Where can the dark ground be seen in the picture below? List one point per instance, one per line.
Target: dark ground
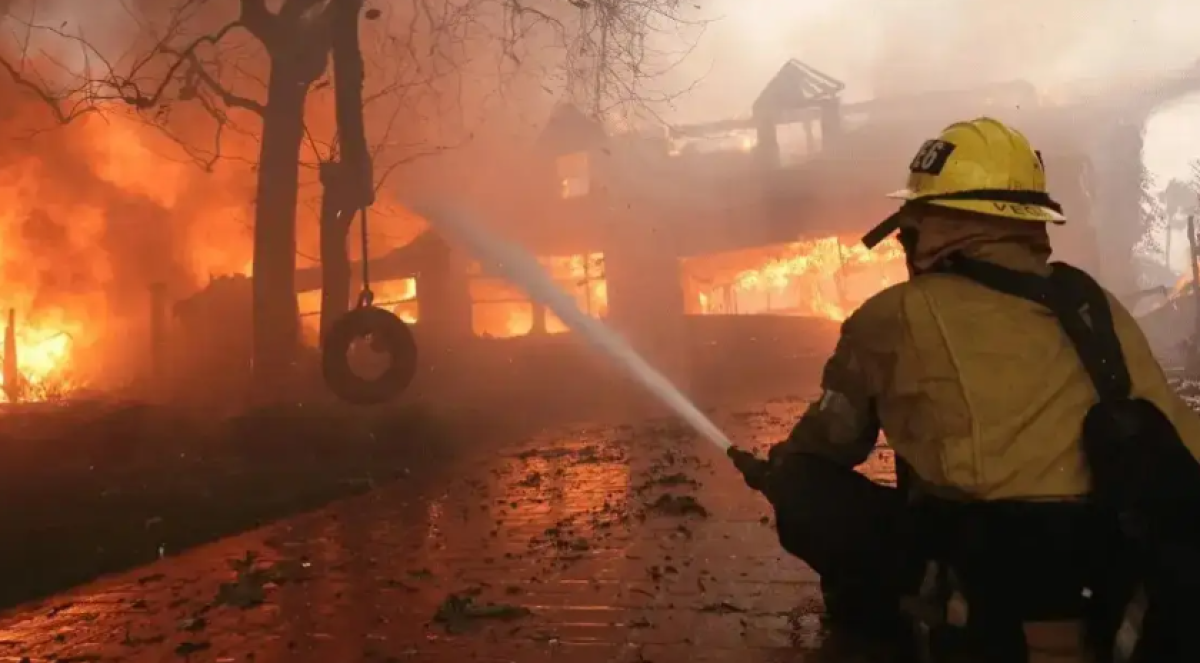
(601, 543)
(586, 543)
(95, 488)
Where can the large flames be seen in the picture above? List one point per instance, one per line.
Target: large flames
(823, 278)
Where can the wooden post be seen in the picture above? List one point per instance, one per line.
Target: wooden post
(157, 333)
(840, 278)
(12, 386)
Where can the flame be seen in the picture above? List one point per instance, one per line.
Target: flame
(397, 296)
(823, 278)
(502, 311)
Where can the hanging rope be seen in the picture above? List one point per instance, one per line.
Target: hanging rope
(387, 333)
(366, 298)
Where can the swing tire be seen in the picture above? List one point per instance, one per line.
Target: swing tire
(388, 332)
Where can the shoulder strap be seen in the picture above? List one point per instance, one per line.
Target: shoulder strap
(1071, 294)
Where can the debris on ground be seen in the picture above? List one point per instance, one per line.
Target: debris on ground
(189, 647)
(459, 611)
(678, 506)
(249, 587)
(723, 608)
(673, 479)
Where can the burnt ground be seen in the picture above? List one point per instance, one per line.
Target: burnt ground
(96, 488)
(601, 543)
(618, 543)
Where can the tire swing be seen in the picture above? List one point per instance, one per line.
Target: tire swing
(387, 333)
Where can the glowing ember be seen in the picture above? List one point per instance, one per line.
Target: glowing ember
(43, 364)
(502, 311)
(825, 278)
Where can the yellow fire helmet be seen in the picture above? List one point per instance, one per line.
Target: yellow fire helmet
(982, 166)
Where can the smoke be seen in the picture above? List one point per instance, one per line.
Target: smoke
(885, 47)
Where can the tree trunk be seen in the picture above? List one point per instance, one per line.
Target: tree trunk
(276, 335)
(347, 184)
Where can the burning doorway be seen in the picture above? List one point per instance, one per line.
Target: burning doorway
(823, 278)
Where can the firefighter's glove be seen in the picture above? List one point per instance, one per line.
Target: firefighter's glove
(754, 470)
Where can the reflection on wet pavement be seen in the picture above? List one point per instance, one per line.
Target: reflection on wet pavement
(615, 544)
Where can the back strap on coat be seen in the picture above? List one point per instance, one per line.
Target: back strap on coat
(1081, 308)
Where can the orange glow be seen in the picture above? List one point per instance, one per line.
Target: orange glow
(397, 296)
(825, 278)
(502, 311)
(94, 213)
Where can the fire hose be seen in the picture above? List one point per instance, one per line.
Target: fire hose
(521, 269)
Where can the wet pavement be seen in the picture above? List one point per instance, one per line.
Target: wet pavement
(588, 544)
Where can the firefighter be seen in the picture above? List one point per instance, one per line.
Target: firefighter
(982, 395)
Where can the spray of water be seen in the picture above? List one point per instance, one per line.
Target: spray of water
(520, 268)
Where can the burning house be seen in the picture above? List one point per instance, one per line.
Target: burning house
(701, 244)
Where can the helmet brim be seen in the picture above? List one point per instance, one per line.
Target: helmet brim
(1035, 214)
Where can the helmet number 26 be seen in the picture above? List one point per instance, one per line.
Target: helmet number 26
(931, 157)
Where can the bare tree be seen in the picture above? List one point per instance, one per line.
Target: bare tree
(238, 60)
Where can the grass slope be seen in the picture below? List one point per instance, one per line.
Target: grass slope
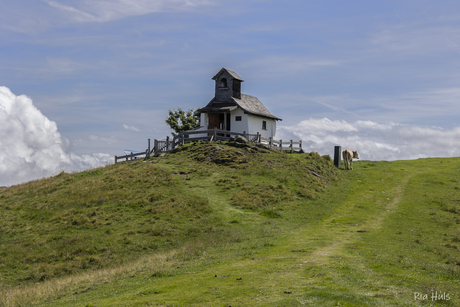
(213, 225)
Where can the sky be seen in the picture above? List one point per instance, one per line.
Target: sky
(80, 80)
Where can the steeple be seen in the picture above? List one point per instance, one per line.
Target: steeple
(228, 85)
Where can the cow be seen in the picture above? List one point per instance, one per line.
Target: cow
(348, 156)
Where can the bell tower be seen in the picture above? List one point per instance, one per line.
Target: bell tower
(228, 85)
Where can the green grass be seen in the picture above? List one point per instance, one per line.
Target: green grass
(193, 229)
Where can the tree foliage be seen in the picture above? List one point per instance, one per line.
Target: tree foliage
(180, 120)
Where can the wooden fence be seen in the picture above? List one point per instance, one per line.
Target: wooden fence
(168, 144)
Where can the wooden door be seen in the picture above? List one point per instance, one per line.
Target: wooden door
(213, 120)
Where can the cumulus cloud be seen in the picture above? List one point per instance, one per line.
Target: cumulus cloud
(31, 146)
(375, 141)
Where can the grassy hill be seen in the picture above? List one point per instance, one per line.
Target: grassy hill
(217, 225)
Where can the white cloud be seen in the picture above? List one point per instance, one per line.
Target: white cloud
(375, 141)
(107, 10)
(130, 128)
(109, 140)
(31, 146)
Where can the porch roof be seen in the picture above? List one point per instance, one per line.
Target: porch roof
(249, 104)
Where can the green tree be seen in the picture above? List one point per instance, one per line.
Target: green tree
(180, 120)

- _Instructions for the task_:
From the material above, retype precisely the lines between the line holding "Target: hanging rope" and the line holding "Where can the debris", inclusive, and nothing beyond them.

- _Exercise solution_:
Target: hanging rope
(387, 333)
(366, 298)
Where can the swing tire be seen in the picture above? List one point per instance, one per line.
Target: swing tire
(388, 332)
Where can the shoulder strap be seen in the picture above? List one point per instance, one per line.
Target: shoulder strap
(1071, 294)
Where can the debris on ground be seen in the picture above? List one point per instance, one per line.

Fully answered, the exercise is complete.